▸ QUÉ HAY QUE HACER
[1] En el texto sobre el referéndum de la OTAN, ¿desde dónde podía verse a los dirigentes de la Coordinadora Estatal de Organizaciones Pacifistas?
[2] Copia tal cual el pasaje del texto sobre el referéndum de la OTAN que empieza en las palabras "Fue un miércoles" y termina después de "lo que intuíamos.".

▸ FRAGMENTO ELEGIDO
- - -

Fue un miércoles y el escenario no podía ser otro mejor que la Puerta del Sol madrileña. Frente al edificio que ahora ocupa la futura candidata de la derecha española se ubicaba un escenario de la Plataforma Cívica por la Salida de la España de la OTAN. Desde los balcones del hotel París, en la parte oriental de la plaza, podía verse a los dirigentes de la Coordinadora Estatal de Organizaciones Pacifistas (CEOP). Ambas entidades fueron las que aglutinaron los deseos de paz y distensión que anidaba en los miles de personas que esa anoche acudimos a celebrar el triunfo del no a permanecer en la Alianza Atlántica. Mientras conocíamos los resultados bebíamos sin control aquellas botellas de champaña barato que descorchábamos sin adivinar lo que nos venía encima. O más bien sin querer llegar a creer lo que intuíamos.
Esa mañana yo había votado en un colegio público del barrio de Usera. La conversación de dos mujeres mayores que iban delante de mí ya aventuraba lo que iba a ocurrir. Citaban las palabras de la entonces líder de las tardes de la radio española, Encarna Sánchez, quien cuestionaba a los supuestos españoles que no quieren la protección militar de los Estados Unidos y sin embargo estaban encantados con las hamburguesas y las coca colas. Ay, Dios mío, que el mensaje ha calado, pensaba yo antes de depositar la papeleta. Entre las homilías de Directamente Encarna y la entrevista de esa semana a Felipe González en la que se preguntaba quién iba a gestionar una posible victoria del no para abandonar la OTAN, las cartas estaban sobre la mesa.

- - -

▸ CONJUNTO DE FILAS
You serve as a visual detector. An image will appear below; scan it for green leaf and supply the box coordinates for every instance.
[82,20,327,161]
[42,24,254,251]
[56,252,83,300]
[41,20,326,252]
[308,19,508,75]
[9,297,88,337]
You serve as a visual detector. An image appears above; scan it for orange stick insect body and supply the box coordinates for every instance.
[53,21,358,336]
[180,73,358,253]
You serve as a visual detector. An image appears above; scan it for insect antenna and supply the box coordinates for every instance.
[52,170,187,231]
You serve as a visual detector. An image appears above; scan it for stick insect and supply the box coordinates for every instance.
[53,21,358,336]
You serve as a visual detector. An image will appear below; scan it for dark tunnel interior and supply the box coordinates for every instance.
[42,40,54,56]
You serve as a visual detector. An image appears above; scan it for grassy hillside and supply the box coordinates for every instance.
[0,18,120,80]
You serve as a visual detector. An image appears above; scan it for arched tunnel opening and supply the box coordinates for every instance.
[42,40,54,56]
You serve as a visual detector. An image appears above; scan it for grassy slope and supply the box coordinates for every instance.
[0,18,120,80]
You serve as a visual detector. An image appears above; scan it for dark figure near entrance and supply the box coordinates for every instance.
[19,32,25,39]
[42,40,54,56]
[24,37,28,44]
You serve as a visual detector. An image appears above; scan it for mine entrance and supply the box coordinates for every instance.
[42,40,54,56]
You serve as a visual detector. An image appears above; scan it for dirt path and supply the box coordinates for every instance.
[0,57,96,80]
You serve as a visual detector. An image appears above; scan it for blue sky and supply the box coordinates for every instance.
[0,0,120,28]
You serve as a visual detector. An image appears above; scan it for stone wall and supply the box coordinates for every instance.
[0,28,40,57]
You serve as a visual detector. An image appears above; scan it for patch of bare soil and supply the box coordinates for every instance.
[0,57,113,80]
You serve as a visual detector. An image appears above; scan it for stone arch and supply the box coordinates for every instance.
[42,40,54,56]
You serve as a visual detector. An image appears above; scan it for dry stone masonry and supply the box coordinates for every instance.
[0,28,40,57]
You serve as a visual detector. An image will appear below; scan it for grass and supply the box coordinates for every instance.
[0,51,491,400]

- - -

▸ RESPUESTAS POR TAREA
[1] Desde los balcones del hotel París, en la parte oriental de la Puerta del Sol.

[2]
Fue un miércoles y el escenario no podía ser otro mejor que la Puerta del Sol madrileña. Frente al edificio que ahora ocupa la futura candidata de la derecha española se ubicaba un escenario de la Plataforma Cívica por la Salida de la España de la OTAN. Desde los balcones del hotel París, en la parte oriental de la plaza, podía verse a los dirigentes de la Coordinadora Estatal de Organizaciones Pacifistas (CEOP). Ambas entidades fueron las que aglutinaron los deseos de paz y distensión que anidaba en los miles de personas que esa anoche acudimos a celebrar el triunfo del no a permanecer en la Alianza Atlántica. Mientras conocíamos los resultados bebíamos sin control aquellas botellas de champaña barato que descorchábamos sin adivinar lo que nos venía encima. O más bien sin querer llegar a creer lo que intuíamos.